BEGIN SOURCE TEXT
Saving One Man’s Movement – A Convo with Fellow Music Blogger William Ruben Helms

There is no person I’ve bumped into more at shows than William Ruben Helms.

In the above photo we’re flanking two members of the band Blushing at a New Colossus Festival show at Arlene’s Grocery in 2022.

A fellow music journalist, and blogger, he’s also a photographer, and is always equipped with his giant backpack filled with equipment.

Once his job is done for the night, a Guinness has been known to take the place of a camera in his hands.

Over the past 15 years we’ve gone from colleagues to friends, and I greatly respect the work he does. This is why when he announced his self-run music blog, The Joy of Violent Movement, had run into issues, and would be going on hiatus, I wanted to do something to help.

How does a writer help another writer? Through writing, of course!
END SOURCE TEXT
WORK TO COMPLETE —
According to the post about William Ruben Helms, what is the name of his self-run music blog?
BEGIN SUPPLIED MATERIAL
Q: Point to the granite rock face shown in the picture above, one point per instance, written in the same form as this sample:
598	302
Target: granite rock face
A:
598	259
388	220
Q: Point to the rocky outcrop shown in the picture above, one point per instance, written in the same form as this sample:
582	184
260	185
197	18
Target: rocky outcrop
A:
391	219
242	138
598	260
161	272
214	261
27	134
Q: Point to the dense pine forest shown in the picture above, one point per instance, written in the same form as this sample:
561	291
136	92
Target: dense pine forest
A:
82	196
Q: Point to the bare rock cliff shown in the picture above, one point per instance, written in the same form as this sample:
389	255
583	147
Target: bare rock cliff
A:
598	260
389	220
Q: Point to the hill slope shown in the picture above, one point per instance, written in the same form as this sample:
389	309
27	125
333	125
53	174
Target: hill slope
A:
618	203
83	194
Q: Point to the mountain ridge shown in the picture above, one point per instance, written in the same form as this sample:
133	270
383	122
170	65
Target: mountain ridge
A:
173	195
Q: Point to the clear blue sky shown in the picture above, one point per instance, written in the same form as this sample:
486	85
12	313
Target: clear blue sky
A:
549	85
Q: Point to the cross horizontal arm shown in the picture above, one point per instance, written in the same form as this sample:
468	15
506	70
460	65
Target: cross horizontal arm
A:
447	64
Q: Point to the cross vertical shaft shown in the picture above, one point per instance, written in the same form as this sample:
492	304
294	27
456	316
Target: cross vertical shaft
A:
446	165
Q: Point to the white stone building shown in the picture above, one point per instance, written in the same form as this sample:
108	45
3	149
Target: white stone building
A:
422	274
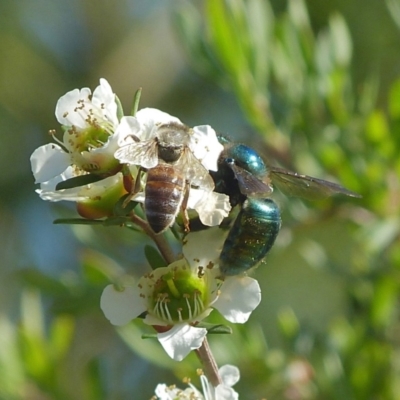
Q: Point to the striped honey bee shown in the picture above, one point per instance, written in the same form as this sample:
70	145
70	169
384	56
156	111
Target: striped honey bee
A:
171	170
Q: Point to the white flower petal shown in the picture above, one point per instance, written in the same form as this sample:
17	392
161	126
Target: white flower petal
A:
80	193
150	119
104	99
120	307
179	341
48	161
66	112
240	295
205	146
199	248
212	207
223	392
229	374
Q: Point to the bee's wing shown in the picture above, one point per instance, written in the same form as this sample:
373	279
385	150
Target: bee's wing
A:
142	153
194	171
307	187
249	184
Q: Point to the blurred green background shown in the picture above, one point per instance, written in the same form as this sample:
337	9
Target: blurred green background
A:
315	85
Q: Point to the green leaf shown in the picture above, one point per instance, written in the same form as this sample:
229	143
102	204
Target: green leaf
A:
78	221
121	209
288	323
154	258
227	35
219	329
136	100
77	181
43	282
394	100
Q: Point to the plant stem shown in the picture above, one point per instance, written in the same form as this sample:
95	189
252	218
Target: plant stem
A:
209	364
158	239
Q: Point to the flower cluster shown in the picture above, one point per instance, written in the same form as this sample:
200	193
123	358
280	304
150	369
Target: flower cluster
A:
97	144
176	298
229	375
152	158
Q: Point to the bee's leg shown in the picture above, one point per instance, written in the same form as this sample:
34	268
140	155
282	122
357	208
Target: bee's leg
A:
134	188
184	208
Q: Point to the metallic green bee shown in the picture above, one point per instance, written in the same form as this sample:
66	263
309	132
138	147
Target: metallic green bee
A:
244	177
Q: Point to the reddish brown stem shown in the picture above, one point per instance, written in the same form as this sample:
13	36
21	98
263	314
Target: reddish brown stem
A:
210	367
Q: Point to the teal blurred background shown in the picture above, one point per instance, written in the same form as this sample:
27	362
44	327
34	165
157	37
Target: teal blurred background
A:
314	85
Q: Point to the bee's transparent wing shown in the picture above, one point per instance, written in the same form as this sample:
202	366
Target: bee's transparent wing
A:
249	184
307	187
194	171
142	153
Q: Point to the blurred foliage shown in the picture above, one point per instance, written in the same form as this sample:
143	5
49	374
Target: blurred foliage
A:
328	325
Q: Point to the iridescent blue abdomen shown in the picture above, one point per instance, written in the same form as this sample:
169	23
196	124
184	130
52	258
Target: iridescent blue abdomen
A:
247	158
251	236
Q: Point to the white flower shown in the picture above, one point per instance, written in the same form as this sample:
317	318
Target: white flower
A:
174	298
177	297
229	375
239	294
201	140
91	135
198	153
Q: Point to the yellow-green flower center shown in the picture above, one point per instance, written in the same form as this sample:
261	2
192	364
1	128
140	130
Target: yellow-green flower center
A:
90	138
179	295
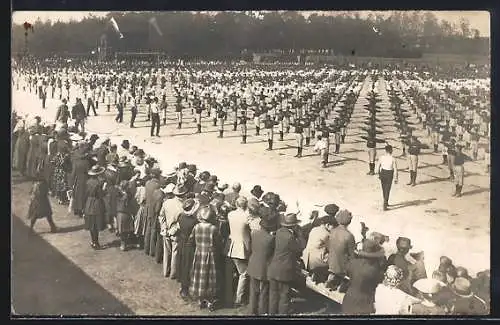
END SUPPLIED MATERIAL
RESPONSE TO THIS TASK —
The Joy of Violent Movement